CHALLENGE A: List the sampling techniques that the lecture transcript on systematic sampling says have already been discussed.
CHALLENGE B: In the lecture transcript on systematic sampling, what name is given to the approach that replicates the sampling distribution within the sample?
CHALLENGE C: Go on with the lecture transcript on systematic sampling, picking up after its final sentence.

EXTRACTED TEXT:
==============================
0:08

Well we've discussed sampling techniques such as simple random sampling, or

stratified random sampling, or cluster sampling.

We made a point of talking about how to calculate standard errors,

within that framework in which we talked about.

Seven steps of the process.

Going from population to frame to sample and

estimates and the sampling distribution.

And then standard errors estimated from the data and constant intervals built

around those standard errors to give us uncertainty statements.

We should do the same thing here for systematic samples,

except that what happens with systematic samples, when we start talking about that

uncertainty estimation, is that the approach is built on the others.

It's built on the others in two ways.

In one of those, it is built on the others in terms of thinking about the sampling

distribution and replicating in our sample the sampling distribution.

We're going to refer to that as multiple random starts.

So I'll tell you more about that in a moment.

But then we also saw that systematic sample is applied to lists with

certain orders gave us, effectively, certain kinds of samples.

So if the list order were simple random,

that we had effectively then, a simple random sample when we got done.

That will allow us to use simple random sampling as a variation technique under

the assumption of random ordering.

Similarly, stratified random ordering could lead to

a stratified random variance estimate.

There's a couple of other modifications though,

I'm only going to mention one of them, something called a pair difference which

is quite widely used in these kinds of circumstances.

Especially when the selection units are not just elements but

happen to be clusters, and

we'll talk a little bit more about that when we talk about paired differences.

And then we'll go through a simple illustration just to put the calculations

in context and make sure that we know how numbers would actually fit into certain

kinds of calculations.
==============================
SUPPLIED DATA:
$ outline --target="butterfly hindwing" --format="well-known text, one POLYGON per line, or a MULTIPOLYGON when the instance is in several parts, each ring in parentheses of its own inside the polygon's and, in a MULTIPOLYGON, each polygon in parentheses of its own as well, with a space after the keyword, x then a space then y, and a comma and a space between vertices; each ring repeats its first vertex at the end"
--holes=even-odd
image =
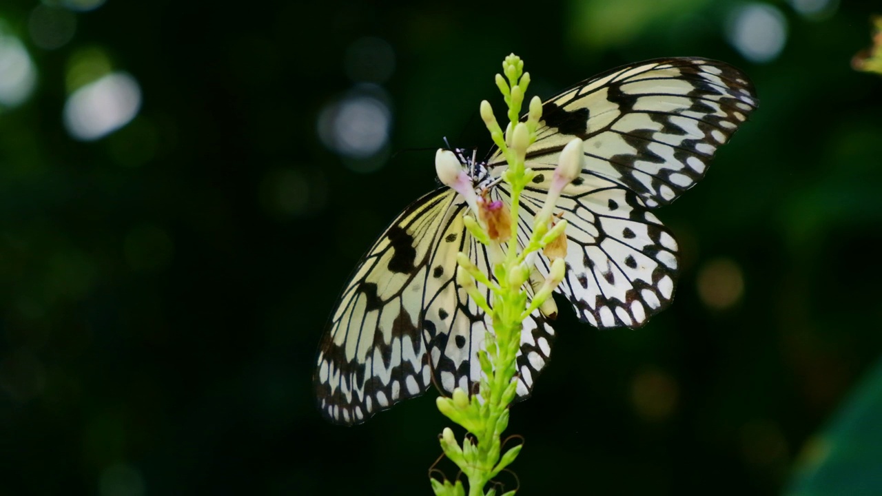
MULTIPOLYGON (((542 182, 521 196, 522 222, 532 225, 554 170, 536 169, 542 182)), ((505 190, 504 190, 505 191, 505 190)), ((557 212, 568 222, 566 276, 558 285, 579 319, 597 327, 638 327, 673 297, 677 245, 670 232, 633 192, 588 177, 569 184, 557 212)), ((537 265, 547 275, 550 261, 537 265)))

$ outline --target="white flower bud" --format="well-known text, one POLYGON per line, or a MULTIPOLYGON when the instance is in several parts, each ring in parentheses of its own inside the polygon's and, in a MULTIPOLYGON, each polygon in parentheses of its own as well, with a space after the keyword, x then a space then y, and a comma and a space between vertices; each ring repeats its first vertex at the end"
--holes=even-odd
POLYGON ((564 150, 560 153, 560 162, 554 171, 555 179, 560 177, 560 180, 564 183, 563 185, 566 185, 567 183, 571 183, 573 179, 579 177, 584 168, 585 148, 583 142, 579 138, 573 138, 566 144, 566 147, 564 147, 564 150))
POLYGON ((468 274, 468 272, 461 267, 456 267, 456 283, 463 289, 468 290, 475 286, 475 280, 468 274))
POLYGON ((523 156, 527 154, 527 147, 530 146, 530 130, 524 123, 518 123, 514 126, 514 132, 512 137, 512 149, 516 154, 523 156))
POLYGON ((463 172, 462 166, 453 152, 442 148, 435 154, 435 171, 441 183, 452 188, 460 179, 460 173, 463 172))
POLYGON ((551 270, 549 273, 549 282, 551 284, 552 288, 557 288, 557 284, 564 280, 564 275, 566 274, 566 262, 564 259, 557 259, 551 262, 551 270))
POLYGON ((533 100, 530 100, 530 113, 527 118, 534 123, 542 118, 542 101, 538 96, 534 96, 533 100))
POLYGON ((481 118, 484 121, 487 125, 487 129, 493 130, 499 127, 499 124, 496 122, 496 116, 493 115, 493 108, 490 107, 490 102, 486 100, 481 101, 481 118))

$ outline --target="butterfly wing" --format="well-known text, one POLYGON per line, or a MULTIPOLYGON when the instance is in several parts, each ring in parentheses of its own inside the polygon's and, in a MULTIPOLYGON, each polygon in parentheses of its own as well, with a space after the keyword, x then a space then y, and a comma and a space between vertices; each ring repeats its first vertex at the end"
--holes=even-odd
MULTIPOLYGON (((459 209, 452 210, 443 223, 445 230, 438 237, 441 242, 430 263, 432 275, 426 283, 425 339, 435 383, 447 395, 456 387, 475 390, 482 376, 477 353, 486 349, 484 340, 492 327, 490 316, 455 284, 458 252, 468 256, 483 274, 492 274, 487 247, 468 233, 462 222, 465 209, 465 205, 460 205, 459 209)), ((492 301, 490 289, 480 282, 476 284, 487 301, 492 301)), ((531 288, 527 290, 532 292, 531 288)), ((554 330, 539 311, 525 320, 517 357, 519 398, 529 396, 535 378, 548 363, 553 339, 554 330)))
POLYGON ((423 297, 429 261, 455 194, 442 188, 411 204, 343 289, 313 378, 319 410, 332 422, 359 424, 431 383, 421 331, 423 297))
MULTIPOLYGON (((636 327, 667 306, 677 246, 648 208, 670 203, 704 177, 716 148, 755 108, 743 73, 700 58, 619 67, 543 102, 527 154, 527 166, 539 174, 524 193, 525 227, 544 201, 560 151, 580 138, 585 168, 558 202, 570 224, 558 291, 583 321, 636 327)), ((504 163, 498 154, 490 161, 494 174, 504 163)), ((549 265, 539 258, 543 274, 549 265)))

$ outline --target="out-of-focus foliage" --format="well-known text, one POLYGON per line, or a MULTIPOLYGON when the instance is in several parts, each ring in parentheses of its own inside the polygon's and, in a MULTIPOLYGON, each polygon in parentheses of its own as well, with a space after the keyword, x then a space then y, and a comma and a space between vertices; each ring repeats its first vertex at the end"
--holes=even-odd
POLYGON ((849 395, 830 425, 806 443, 790 496, 882 492, 882 361, 849 395))
POLYGON ((882 74, 882 16, 873 18, 872 46, 856 55, 851 65, 857 71, 882 74))
POLYGON ((849 65, 873 12, 508 4, 4 2, 0 493, 428 492, 431 398, 327 425, 315 350, 443 138, 489 147, 478 102, 511 52, 541 96, 667 56, 759 96, 657 213, 671 308, 601 333, 559 302, 512 411, 522 491, 780 492, 882 351, 882 79, 849 65))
==============================
EXPECTED OUTPUT A: simple random sampling, stratified random sampling, cluster sampling

EXPECTED OUTPUT B: Multiple random starts.

EXPECTED OUTPUT C:
So this is more about taking a conceptual framework and model, and

then applying it to our systematic sampling context, for the purposes

of variance estimation, standard error estimation, cost interval construction.

But we're not going to go through the full thing,

just highlight these particular topics.

And we'll rely on referring back to previous units as a basis for

getting more detail about how they work.

2:39

All right, so suppose what we're doing is estimating a sample mean,

a mean of our transactions, a mean of some other characteristic.

And we happen to have done a systematic sample.

And we recognize that because we have only a single random start,

we can't technically estimate variance.

Because what we would then have would be one cluster selected from

K clusters if K were our interval.

Remember, that that interval defines starting points and

each of those starting points has a fixed sample that goes with it.

3:44

So, one way to deal with such a problem is to use additional random starts.

Now this is going to complicate the operation.

So instead of having one random start from 1 to K we have two random starts from 1 to

K, and we draw two samples.

Now when we're done, we can actually have two elements from

the sampling distribution which will allow us to calculate sampling variance.

We can take the means from each of our two samples,

from each of the random starts and calculate the mean of the means and

then look at the variability of each of our sample means, sample one

relative to the average of the two sample two relative to the average of the two.

4:27

And is that an estimate of the variance of our sampling variance.

So we're talking about using though more than two.

We could use c random starts, c is an arbitrary number.

It could be two, or three.

Or 10. The more random stats we have,

the more estimates we have more complicated their design is but

the more stable the variance because now

what we're going to be doing is getting separate estimate for each sample and

as we do that our variants would be built on the total number of random starts.

Our degrees of freedom will depend on how many random starts we have.

And if c is only two, we only have one degree of freedom,

we're going to have to use a very large t-value for that.

If we have ten, well our t-value will still be large for

intervals but It's smaller than if we only used two random starts.

5:24

The basic idea though is as follows.

We would use multiple random start,s and then calculate our mean by just taking

all of our data and dividing it by the sample size for

each of the random starts times the number of random starts.

That's our overall sample size.

So, if our sample size were going to be 50 for each of our random starts.

And we did two of them.

Our overall sample size is 100.

If we did 10, our overall sample size is 500.

Regardless, we would calculate the mean by taking all of the observed

values from all of the samples and dividing by the overall sample size across

all of the different random starts, or what we could do, as I indicated,

calculate the mean for each of the random starts and then average those.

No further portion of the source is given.